(Dataset entries)
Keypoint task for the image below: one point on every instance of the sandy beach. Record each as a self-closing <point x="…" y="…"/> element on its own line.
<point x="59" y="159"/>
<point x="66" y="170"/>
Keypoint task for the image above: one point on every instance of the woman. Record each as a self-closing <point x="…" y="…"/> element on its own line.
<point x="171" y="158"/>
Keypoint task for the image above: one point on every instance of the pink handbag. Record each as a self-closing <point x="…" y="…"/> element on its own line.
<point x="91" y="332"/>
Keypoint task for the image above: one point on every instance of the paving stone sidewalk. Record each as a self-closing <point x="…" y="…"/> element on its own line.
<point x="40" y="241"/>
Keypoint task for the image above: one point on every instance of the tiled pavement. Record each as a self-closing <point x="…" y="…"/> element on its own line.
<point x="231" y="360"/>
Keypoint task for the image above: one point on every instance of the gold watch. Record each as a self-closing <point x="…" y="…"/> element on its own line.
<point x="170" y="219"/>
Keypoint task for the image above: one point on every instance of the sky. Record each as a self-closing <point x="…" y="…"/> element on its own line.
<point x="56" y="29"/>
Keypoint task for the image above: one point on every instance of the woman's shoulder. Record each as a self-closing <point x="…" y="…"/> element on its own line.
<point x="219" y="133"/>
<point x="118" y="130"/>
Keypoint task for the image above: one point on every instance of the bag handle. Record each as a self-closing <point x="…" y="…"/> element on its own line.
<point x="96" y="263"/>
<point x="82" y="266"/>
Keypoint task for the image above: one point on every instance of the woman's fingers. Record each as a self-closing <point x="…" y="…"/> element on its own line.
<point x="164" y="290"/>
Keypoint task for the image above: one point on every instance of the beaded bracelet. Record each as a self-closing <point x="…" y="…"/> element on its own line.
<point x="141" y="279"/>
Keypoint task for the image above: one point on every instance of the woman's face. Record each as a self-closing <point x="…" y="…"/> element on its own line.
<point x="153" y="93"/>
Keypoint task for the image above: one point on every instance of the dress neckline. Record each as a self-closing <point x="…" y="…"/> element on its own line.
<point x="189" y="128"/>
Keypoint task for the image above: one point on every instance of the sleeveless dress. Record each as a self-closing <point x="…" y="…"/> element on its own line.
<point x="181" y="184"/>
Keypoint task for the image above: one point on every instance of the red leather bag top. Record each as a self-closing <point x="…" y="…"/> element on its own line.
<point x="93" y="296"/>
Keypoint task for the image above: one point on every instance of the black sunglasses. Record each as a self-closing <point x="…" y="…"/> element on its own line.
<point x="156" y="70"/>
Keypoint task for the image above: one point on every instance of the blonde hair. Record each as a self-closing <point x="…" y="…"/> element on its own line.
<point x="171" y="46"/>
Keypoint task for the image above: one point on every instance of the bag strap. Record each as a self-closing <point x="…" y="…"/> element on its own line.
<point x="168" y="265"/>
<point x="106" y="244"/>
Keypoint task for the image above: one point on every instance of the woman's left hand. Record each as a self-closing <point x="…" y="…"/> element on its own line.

PROBLEM TO WORK ON >>
Reproduce all the records precisely.

ANSWER TO THE PROBLEM >>
Keypoint task for the image below: one point on every instance of the sandy beach. Record each as a self-closing <point x="…" y="…"/> element on its own line.
<point x="59" y="159"/>
<point x="66" y="170"/>
Keypoint task for the image above: one point on every instance of the woman. Record each as a self-closing <point x="…" y="…"/> element on its own line.
<point x="171" y="158"/>
Keypoint task for the image above: one point on every instance of the pink handbag. Record each as a self-closing <point x="…" y="…"/> element on its own line.
<point x="91" y="332"/>
Keypoint task for the image above: one point on every instance of the paving stone sidewalk. Record each as a self-closing <point x="…" y="…"/> element on its own line.
<point x="40" y="241"/>
Keypoint task for the image above: one point on every instance of the tiled pavement. Record each as a self-closing <point x="…" y="…"/> element on its own line.
<point x="231" y="360"/>
Keypoint task for the image above: one point on every instance of the gold watch. Record each as a self-closing <point x="…" y="…"/> element on its own line.
<point x="170" y="219"/>
Keypoint task for the image above: one point on every instance of the sky. Record each as a self-closing <point x="…" y="…"/> element on its own line.
<point x="56" y="29"/>
Keypoint task for the image above: one point on every instance of the woman's shoulder. Record each as a self-closing <point x="…" y="…"/> element on its own line.
<point x="219" y="133"/>
<point x="118" y="130"/>
Keypoint task for the image above: one point on every instance of the bag handle. Record each as a self-closing <point x="…" y="…"/> element on its own line.
<point x="96" y="263"/>
<point x="82" y="266"/>
Keypoint task for the image above: one point on every instance of the woman's fingers. Record each as a self-closing <point x="…" y="…"/> element on its own line.
<point x="164" y="290"/>
Keypoint task for the image above: one point on every instance of the beaded bracelet. Record each as a self-closing <point x="…" y="…"/> element on its own line.
<point x="141" y="279"/>
Keypoint task for the image above: one point on every instance of the woman's face. Record each as a self-closing <point x="…" y="…"/> element on its own line.
<point x="153" y="93"/>
Keypoint task for the image above: one point on every instance of the dress neckline. Record each as a self-closing <point x="…" y="…"/> element on its own line.
<point x="189" y="128"/>
Keypoint task for the image above: one point on every instance of the sleeveless dress. Record each as a self-closing <point x="…" y="…"/> element on its own line.
<point x="181" y="184"/>
Keypoint task for the image above: one point on every instance of the red leather bag top. Record each as a self-closing <point x="…" y="…"/> element on its own line.
<point x="93" y="296"/>
Keypoint task for the image above: one point on every instance of the black sunglasses. Record each as a self-closing <point x="…" y="…"/> element on its own line.
<point x="156" y="70"/>
Keypoint task for the image above: one point on every instance of the blonde hair. Record each as a self-closing <point x="…" y="…"/> element on its own line.
<point x="171" y="46"/>
Keypoint task for the image above: one point on every instance of the bag strap. Record each as a self-closing <point x="…" y="…"/> element on its own line.
<point x="168" y="265"/>
<point x="106" y="244"/>
Keypoint task for the image above: one point on every instance of the woman's left hand. Record each as a self-closing <point x="…" y="…"/> element on its own line.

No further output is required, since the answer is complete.